** start of Supplied text **
# I've been getting into Youtube lately .



## mmcmdl (Jan 5, 2020)

Joined up finally . Never knew just how much was on there .  I guess all this stuff isn't classified any longer , but this launcher was the last prototype I worked on before leaving AAI . We designed many drones over the years , Pioneer , Shadow , etc along with different launch and recovery systems . That accumulator system on the trailer was designed and built from paper napkin prints  in 1999 . That gimble for the FLIR camera system is 15-5 SS with carbon fiber layed over on it . I posted a thread years back on that job . I made 10 of those on the Makino cnc lathe a Lagun FTV 3 mill . That chunk weighed in at over 125 lbs when starting , and finished up at 4 lbs . They then shipped it out to productionon the Matsuura cnc mills .


----------



## mmcmdl (Jan 5, 2020)

This is 1/4 mile from my property . I actually liked and subscribed to his channel . Hard to believe I can see my neighbors from 368 miles away !


----------



## darkzero (Jan 5, 2020)

We cut the cord yrs ago. YT is my main form of TV entertainment, I watch various YT shows as well as lots of machining, automotive, & maker related stuff. Much better than the crap that played on cable TV. Then again there's a lot of crap on YT too but at least I get the choice of not having to watch none of it. Great cause it's on demand (watch whenever I want) & no commercials/ads. I use a 3rd party YT TV app on my Fire TV to watch on my TV.

Only streaming service I pay for is Motor Trend On Demand. I also have Amazon Prime Video, Disney+, & Netflix but I'm not paying for those subscriptions.


----------



## mmcmdl (Jan 5, 2020)

I'm looking for a video of my buddy sinking a RPV boat in the Potomac River years back . They may not have published that .  They were some fun days back then . I'm starting to dislike cable myself , more commercials than content , and the $$$ keeps rising .


----------



## darkzero (Jan 5, 2020)
** end of Supplied text **
» Set exercise 1
In the forum thread, which streaming service is the only one darkzero pays for?
** start of Available records **
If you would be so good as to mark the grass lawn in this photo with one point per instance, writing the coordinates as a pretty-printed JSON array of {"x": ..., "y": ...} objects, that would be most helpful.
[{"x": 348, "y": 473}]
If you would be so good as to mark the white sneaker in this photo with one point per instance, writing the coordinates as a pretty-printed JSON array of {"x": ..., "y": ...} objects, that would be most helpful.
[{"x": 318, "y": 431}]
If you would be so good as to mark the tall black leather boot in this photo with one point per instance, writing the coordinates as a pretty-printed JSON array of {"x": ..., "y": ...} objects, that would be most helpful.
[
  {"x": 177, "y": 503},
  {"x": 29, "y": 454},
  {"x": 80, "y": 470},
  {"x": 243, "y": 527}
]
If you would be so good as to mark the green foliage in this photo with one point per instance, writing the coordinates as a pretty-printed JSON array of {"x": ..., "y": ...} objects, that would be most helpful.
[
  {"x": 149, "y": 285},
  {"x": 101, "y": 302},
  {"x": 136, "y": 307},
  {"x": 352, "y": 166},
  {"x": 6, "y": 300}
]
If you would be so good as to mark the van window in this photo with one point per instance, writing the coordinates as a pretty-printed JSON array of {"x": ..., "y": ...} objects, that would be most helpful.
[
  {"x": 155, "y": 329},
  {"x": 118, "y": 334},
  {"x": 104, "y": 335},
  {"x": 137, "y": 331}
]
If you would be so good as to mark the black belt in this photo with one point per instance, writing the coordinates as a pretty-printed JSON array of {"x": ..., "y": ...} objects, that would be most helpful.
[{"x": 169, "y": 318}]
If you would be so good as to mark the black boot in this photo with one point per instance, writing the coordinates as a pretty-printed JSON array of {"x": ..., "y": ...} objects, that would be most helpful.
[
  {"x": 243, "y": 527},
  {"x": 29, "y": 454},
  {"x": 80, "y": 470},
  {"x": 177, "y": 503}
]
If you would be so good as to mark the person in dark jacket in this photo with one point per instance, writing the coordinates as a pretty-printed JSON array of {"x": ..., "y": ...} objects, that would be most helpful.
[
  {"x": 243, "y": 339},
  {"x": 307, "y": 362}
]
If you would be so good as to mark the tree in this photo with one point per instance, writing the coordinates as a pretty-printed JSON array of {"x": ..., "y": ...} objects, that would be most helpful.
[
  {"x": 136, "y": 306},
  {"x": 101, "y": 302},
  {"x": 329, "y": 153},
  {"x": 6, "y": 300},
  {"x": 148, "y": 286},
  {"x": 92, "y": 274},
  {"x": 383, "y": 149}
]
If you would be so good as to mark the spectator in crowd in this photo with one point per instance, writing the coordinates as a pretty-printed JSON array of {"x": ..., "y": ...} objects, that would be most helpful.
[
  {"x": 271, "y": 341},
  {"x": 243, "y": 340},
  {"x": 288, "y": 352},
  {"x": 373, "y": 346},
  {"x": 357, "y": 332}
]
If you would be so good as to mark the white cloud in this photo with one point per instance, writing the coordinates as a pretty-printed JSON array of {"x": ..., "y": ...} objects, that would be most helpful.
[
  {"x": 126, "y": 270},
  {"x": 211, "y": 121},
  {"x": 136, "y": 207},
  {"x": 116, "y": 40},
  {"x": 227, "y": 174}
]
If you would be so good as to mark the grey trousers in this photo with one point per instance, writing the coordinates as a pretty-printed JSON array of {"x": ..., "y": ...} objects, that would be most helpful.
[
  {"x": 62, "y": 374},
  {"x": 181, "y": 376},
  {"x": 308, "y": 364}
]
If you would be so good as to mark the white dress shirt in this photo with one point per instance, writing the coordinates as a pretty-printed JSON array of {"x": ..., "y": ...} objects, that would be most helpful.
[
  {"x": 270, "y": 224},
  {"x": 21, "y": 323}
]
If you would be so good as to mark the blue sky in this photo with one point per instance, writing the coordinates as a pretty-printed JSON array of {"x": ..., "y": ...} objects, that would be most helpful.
** end of Available records **
» Set exercise 2
Shift every x and y coordinate by 85 in the listing, starting at the line that contains "the white dress" and ending at the last line of the listing. Give only those lines again, the requests included.

» Full output 1
Motor Trend On Demand.

» Full output 2
If you would be so good as to mark the white dress shirt in this photo with one point per instance, writing the coordinates as a pretty-printed JSON array of {"x": ..., "y": ...} objects, that would be most helpful.
[
  {"x": 355, "y": 309},
  {"x": 106, "y": 408}
]
If you would be so good as to mark the blue sky in this photo with one point per instance, writing the coordinates as a pretty-printed JSON array of {"x": ..., "y": ...} objects, that would be most helpful.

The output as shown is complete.